# Cable luber



## Coby7 (Nov 6, 2014)

Any of you ever used a cable luber? What a neat little tool.




























https://www.aliexpress.com/item/400...chweb0_0,searchweb201602_1,searchweb201603_53


----------



## 3vanman (Nov 21, 2017)

I have a Motion Pro one just like the one in the picture, and use it regularly on just about any machine with cables.
A good quality cable lube is also important, as you want to ensure you "push" the moisture out.


----------



## Kiss4aFrog (Nov 3, 2013)

Youtube has some great show and tell on their use.

.


----------



## ShedLife (Jan 7, 2020)

Use them on motorcycles but never a blower. Good idea.

Sent from my VOG-L04 using Tapatalk


----------



## Coby7 (Nov 6, 2014)

Six cables on the Yammy, just gave them a treat.


----------



## orangputeh (Nov 24, 2016)

very must have little tool in my book.


----------



## RC20 (Dec 4, 2019)

I would have put it in the same arena as a squeegee sharpener.


Thanks - keep it in mind.


----------



## johnwick (Dec 16, 2019)

Used mine this weekend on my Honda lawn mower. I know of no other way to lube a cased cable. Genius!


----------



## RedOctobyr (Mar 2, 2014)

Nope, not yet. But after learning about them in another thread last week, I have one on-order: 

https://www.snowblowerforum.com/forum/general-snowblower-discussion/152949-cable-maintenance.html


They sound like a nice tool to have available.


----------



## BlowerMods1 (Jan 11, 2020)

.
I had to clean up / change the routing of my cables as well to avoid pinch points. Made a big difference.
.

▶ _INFORMATION PROVIDED_:
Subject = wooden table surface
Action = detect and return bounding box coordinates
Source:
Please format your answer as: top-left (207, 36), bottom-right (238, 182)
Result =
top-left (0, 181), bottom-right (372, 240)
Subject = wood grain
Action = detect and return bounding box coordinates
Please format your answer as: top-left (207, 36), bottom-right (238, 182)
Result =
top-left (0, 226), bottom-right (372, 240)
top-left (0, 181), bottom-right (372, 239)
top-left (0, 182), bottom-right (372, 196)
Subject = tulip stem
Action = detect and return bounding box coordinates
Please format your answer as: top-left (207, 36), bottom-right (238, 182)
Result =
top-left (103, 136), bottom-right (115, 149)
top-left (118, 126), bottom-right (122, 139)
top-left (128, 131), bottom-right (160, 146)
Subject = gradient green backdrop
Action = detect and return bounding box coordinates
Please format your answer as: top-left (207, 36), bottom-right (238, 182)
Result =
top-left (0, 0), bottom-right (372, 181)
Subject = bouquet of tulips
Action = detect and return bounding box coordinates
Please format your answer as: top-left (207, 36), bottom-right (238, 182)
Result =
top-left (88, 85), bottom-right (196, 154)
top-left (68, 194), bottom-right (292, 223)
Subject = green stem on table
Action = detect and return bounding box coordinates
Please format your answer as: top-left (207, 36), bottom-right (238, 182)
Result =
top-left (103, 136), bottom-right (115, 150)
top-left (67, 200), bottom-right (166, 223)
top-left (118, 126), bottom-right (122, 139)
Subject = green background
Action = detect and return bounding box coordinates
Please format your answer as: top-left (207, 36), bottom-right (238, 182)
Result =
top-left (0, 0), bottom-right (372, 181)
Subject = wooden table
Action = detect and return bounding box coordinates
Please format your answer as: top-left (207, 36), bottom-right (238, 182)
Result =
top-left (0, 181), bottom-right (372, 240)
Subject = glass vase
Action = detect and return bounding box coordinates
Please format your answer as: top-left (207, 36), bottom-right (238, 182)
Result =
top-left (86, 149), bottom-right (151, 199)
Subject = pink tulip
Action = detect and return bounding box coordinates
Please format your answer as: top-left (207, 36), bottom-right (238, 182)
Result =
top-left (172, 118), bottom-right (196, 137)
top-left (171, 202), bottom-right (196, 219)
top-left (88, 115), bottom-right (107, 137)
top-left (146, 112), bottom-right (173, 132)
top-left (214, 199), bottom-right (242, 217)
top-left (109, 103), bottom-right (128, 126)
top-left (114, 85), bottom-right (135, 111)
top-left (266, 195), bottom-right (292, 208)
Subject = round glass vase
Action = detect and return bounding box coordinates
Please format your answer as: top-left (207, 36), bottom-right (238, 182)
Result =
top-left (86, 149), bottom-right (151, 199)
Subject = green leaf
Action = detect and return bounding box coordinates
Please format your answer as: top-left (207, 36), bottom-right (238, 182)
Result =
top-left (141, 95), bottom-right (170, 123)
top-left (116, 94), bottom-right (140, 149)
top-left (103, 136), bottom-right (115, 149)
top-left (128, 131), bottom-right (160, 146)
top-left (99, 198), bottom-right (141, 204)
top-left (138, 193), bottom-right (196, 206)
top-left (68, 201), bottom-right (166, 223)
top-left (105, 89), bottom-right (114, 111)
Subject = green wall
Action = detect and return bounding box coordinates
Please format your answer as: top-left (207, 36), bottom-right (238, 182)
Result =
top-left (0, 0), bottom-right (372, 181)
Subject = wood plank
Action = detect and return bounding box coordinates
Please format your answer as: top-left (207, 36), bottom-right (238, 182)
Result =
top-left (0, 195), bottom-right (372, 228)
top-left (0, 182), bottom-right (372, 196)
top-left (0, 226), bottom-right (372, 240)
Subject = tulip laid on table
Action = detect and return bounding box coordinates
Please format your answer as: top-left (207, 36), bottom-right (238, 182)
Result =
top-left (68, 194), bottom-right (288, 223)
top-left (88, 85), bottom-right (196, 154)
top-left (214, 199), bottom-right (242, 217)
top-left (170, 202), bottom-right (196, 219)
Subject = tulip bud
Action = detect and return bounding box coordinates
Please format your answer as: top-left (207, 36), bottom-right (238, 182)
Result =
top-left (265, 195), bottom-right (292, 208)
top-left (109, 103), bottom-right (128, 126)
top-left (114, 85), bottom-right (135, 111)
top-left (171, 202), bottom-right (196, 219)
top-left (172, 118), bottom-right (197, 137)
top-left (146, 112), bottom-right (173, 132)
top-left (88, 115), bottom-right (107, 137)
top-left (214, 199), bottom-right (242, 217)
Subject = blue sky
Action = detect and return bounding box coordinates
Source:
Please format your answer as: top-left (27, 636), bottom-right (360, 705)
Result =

▶ _WHAT YOU HAVE TO DO_: Could you continue the forum thread about the cable luber after its final post?

▶ _THE OUTPUT_:
----------



## snoopy152 (Jan 14, 2020)

Coby7 said:


> Any of you ever used a cable luber? What a neat little tool.
> 
> 
> https://www.aliexpress.com/item/400...chweb0_0,searchweb201602_1,searchweb201603_53


Never knew there was such as thing... Great tip!! Thanks, I'll have to check this out.


----------



## snoopy152 (Jan 14, 2020)

Coby7 said:


> Six cables on the Yammy, just gave them a treat.


Colby,
While on the topic of cables... I have a YS928J (like yours I think)... Lately, when I try to adjust the pitch of the chute, it seems the mechanism is slow to respond. I'm thinking the chute cable needs to be tightened. Where/how do I tighten the chute cable? Under the control console, or where the cable meets the chute? Is it simply a matter of tightening that nut just below the plastic casing?


----------



## Coby7 (Nov 6, 2014)

I my case I ordered a new cable because it is damaged. You adjust under the console.


----------



## snoopy152 (Jan 14, 2020)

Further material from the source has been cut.